§ Text shown
"When I got that phone call, it just lifted me up," Nicholas, 62, said. "My spirits were lifted up."
The Social Security Administration acknowledged early on that Nicholas had become too ill to work, and officials determined that he qualified for a $500 monthly benefit through the low-income disability program called Supplemental Security Income.
The agency denied him benefits under a program that would have paid him more. That program, Social Security Disability Insurance, is available to workers who have contributed enough payroll taxes into the system within a defined period of time. The difference in his case was about $1,500 per month.
Nicholas said he had put in 70-hour weeks at Holly Poultry in Baltimore as he worked his way up from delivering chicken to running the company. But by the time he was in his early 50s, a condition that began with chronic breathlessness rendered him too sick to work.
He left his job in the late 1990s and eventually went on to try his hand at running a salvage business. He bought dented cans and short-dated products from grocery stores and resold the merchandise to discount outlets.
Nicholas said that by 2002, he was relying more and more on his wife to run the business as his health declined. Eventually, the business fell behind on rent. The landlord locked them out and confiscated their forklifts, equipment and merchandise.
He filed his claim for disability benefits, was denied, and waited for years as the appeals process played out. Meanwhile, the Nicholases watched their standard of living slip away.
Yvonne Nicholas continued to work, but only part-time so she could continue to care for her husband. The couple also worried that the Social Security Administration would decrease the disability checks it sent to Nicholas if she earned more than part-time pay. His benefits were tied to the couple's income.
The couple moved from a Bel Air home into their daughter and son-in-law's house. By June 2006, they were living in a Dundalk apartment and seeking government assistance to help pay rent and buy food. Yvonne Nicholas took a housekeeper position at the apartment complex so she could stay close to her husband during the day.
Over the years, Nicholas' disability checks from Supplemental Security Income rose from $500 to $671, but the increase didn't cover their expenses.
Administrative Law Judge Robert W. Young rejected Nicholas' appeal in October 2006, three years after he first submitted his application. Nicholas appealed to the 4th Circuit Court of Appeals in Richmond, Va., and the case was sent back to Young. He rejected it again in August 2009, based in part on the fact that Nicholas continued to work for a period after claiming he was disabled.

§ Prompt 1
Write out the section of the disability benefits article between "Over the years, Nicholas'" and "he was disabled.", inclusive.
§ Prompt 2
Render this sentence from the disability benefits article in Spanish: "Meanwhile, the Nicholases watched their standard of living slip away."
§ Prompt 3
Continue the disability benefits article from the point where it stops.
The material that follows this article has nothing to do with it.

§ Records supplied
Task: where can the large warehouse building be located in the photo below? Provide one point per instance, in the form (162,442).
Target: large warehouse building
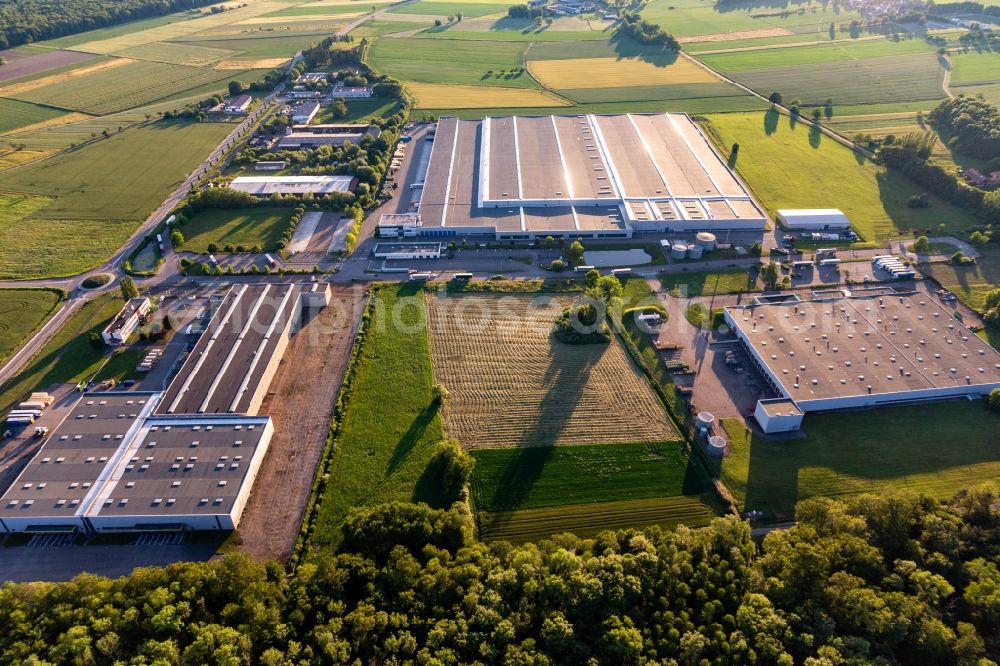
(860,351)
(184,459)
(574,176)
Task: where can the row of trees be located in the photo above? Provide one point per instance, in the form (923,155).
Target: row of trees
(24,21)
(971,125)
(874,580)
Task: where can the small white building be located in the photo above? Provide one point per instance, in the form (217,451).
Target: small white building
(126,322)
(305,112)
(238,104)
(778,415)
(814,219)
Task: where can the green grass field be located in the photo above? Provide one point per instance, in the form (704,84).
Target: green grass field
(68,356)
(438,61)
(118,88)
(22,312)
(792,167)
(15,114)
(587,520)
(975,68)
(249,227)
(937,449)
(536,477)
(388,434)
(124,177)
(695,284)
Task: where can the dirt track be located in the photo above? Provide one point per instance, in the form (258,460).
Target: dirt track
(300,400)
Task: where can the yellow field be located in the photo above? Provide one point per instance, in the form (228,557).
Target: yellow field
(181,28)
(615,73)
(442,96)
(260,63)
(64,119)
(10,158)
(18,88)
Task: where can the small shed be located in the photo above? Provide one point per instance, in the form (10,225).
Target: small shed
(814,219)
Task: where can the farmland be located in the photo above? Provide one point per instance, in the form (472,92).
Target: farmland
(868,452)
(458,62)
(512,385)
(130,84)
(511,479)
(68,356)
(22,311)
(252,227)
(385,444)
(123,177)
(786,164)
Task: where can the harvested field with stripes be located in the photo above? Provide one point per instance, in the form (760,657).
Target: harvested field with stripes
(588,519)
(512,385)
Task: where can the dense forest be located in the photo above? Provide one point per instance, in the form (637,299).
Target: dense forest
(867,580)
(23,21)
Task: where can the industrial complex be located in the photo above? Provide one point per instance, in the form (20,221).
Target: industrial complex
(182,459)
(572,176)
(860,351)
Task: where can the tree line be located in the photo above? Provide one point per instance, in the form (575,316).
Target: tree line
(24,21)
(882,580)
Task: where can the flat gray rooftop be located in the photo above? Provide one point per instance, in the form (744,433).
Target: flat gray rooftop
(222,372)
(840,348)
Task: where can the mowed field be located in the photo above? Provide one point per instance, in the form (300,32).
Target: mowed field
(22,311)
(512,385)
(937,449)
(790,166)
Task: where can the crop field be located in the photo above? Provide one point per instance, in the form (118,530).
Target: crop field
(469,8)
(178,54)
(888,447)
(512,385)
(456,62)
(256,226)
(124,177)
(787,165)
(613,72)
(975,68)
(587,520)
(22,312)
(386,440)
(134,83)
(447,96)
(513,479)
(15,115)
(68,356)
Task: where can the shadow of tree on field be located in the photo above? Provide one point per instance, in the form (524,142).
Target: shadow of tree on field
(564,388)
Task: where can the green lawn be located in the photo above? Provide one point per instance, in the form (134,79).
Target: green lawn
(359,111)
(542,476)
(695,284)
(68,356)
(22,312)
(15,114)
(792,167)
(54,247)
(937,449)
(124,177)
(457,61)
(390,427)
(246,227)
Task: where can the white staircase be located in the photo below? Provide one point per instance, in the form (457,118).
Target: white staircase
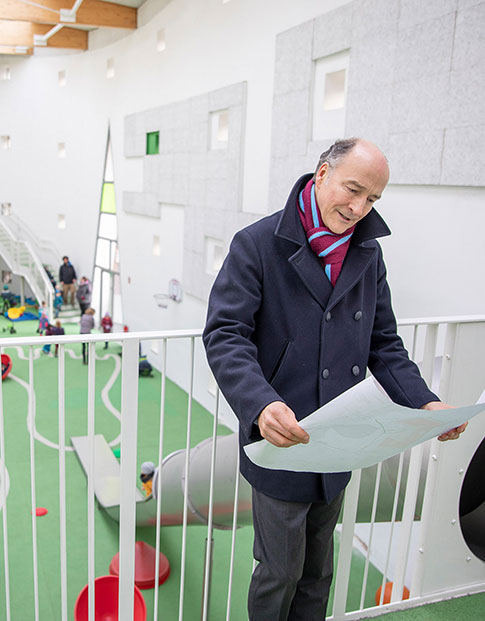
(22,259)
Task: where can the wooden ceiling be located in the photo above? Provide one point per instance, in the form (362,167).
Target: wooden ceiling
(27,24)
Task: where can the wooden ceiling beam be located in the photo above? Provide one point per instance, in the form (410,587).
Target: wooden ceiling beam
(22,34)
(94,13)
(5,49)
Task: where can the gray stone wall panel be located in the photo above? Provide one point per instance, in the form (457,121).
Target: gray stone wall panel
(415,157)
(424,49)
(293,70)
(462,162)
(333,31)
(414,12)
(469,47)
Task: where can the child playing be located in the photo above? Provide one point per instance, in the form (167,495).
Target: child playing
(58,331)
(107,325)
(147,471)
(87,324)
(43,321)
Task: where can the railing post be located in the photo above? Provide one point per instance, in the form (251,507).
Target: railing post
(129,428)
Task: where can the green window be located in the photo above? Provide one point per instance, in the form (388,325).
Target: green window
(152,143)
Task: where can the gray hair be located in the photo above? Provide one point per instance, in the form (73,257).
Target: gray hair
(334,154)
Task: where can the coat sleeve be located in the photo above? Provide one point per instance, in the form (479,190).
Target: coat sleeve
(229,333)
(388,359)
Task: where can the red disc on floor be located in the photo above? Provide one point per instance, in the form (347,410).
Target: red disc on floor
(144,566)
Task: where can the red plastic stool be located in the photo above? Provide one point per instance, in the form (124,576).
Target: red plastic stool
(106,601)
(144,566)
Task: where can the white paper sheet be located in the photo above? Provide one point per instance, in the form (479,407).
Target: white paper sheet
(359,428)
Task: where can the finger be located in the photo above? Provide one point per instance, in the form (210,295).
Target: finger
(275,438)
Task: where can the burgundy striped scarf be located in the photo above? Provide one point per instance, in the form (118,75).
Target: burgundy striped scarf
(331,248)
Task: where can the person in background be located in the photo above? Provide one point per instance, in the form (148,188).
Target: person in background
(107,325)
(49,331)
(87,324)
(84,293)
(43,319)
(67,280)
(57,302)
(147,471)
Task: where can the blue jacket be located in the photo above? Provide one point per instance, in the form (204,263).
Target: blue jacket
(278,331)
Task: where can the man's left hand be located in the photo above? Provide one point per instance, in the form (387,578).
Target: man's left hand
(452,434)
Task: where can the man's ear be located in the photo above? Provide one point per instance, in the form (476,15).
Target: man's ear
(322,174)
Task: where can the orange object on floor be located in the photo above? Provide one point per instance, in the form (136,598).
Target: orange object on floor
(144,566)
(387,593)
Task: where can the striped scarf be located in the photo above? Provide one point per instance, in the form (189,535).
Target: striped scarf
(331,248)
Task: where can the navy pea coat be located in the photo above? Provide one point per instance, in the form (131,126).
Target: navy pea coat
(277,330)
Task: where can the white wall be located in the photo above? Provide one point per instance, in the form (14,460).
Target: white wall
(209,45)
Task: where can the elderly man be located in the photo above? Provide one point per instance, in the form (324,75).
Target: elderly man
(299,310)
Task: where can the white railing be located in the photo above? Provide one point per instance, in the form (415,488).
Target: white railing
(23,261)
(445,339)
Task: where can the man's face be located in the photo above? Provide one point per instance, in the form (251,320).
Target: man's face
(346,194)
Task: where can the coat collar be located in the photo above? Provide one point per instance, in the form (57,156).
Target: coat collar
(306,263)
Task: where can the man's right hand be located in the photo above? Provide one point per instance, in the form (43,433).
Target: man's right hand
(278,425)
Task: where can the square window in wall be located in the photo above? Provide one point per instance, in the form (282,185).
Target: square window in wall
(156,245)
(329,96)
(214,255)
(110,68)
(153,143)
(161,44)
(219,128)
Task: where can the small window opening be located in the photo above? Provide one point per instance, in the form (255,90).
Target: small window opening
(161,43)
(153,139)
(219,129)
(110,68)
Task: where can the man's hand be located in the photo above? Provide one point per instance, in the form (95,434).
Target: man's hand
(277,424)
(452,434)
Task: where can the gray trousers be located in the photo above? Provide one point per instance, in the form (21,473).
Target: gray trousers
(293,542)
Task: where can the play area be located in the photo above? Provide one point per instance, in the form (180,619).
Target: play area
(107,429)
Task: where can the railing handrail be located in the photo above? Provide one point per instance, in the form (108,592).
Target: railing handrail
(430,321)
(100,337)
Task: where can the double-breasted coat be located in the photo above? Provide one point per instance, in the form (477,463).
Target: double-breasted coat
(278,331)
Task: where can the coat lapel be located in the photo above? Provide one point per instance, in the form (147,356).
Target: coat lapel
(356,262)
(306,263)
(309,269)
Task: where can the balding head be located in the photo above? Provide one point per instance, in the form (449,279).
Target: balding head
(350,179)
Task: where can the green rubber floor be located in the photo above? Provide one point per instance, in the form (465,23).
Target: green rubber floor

§ Task result 1
Over the years, Nicholas' disability checks from Supplemental Security Income rose from $500 to $671, but the increase didn't cover their expenses.
Administrative Law Judge Robert W. Young rejected Nicholas' appeal in October 2006, three years after he first submitted his application. Nicholas appealed to the 4th Circuit Court of Appeals in Richmond, Va., and the case was sent back to Young. He rejected it again in August 2009, based in part on the fact that Nicholas continued to work for a period after claiming he was disabled.

§ Task result 2
Mientras tanto, los Nicholas vieron cómo su nivel de vida se les escapaba.

§ Task result 3
Eventually, Nicholas' case came before a second administrative law judge, Frances P. Kuperman, who approved his claim for disability insurance in May. His monthly benefits were set at $2,031.
Block, Nicholas' attorney, said a major sticking point for Young was the lack of medical records; the cause was a break-in at Nicholas' doctor's office. Social Security disability claims are won and lost on medical evidence, he said.
"A very significant problem with the system is that a lot of times when people lose their jobs, they lose their health insurance. And the medical evidence for those in need or who lack health coverage is just sparse," Block said. "This is what's happening to middle America. We see this every day."
After 30 years spent practicing law, Block said that Nicholas' back-benefits award is one of the largest he's seen. Many of his clients die waiting for the Social Security Administration to issue a decision, Block said.
Nicholas recalled the details of his struggle from a hospital bed in the living room of his Dundalk apartment. He struggles to make the walk to the bathroom or kitchen, and his apartment is too small for his electric wheelchair. Managing the two steps in and out of the home takes all of his strength.
"This room is my jail," Nicholas said.
The couple said the money is life-changing, but they have big concerns about their future needs and ability to manage their health care costs and living expenses. Yvonne Nicholas said she dreams of finding a new place to live, one where her husband can come and go freely.
"There has never been anything we could fall back on through all of it," Yvonne Nicholas said. "It's always been, 'If something happens, what do we do?' It's a terrible, terrible stressful feeling. Every day, I would think, 'What if he needs something?' It's every single day."
Since the court award, however, she's hopeful: "I feel a lot better knowing that should something happen, that's going to be there."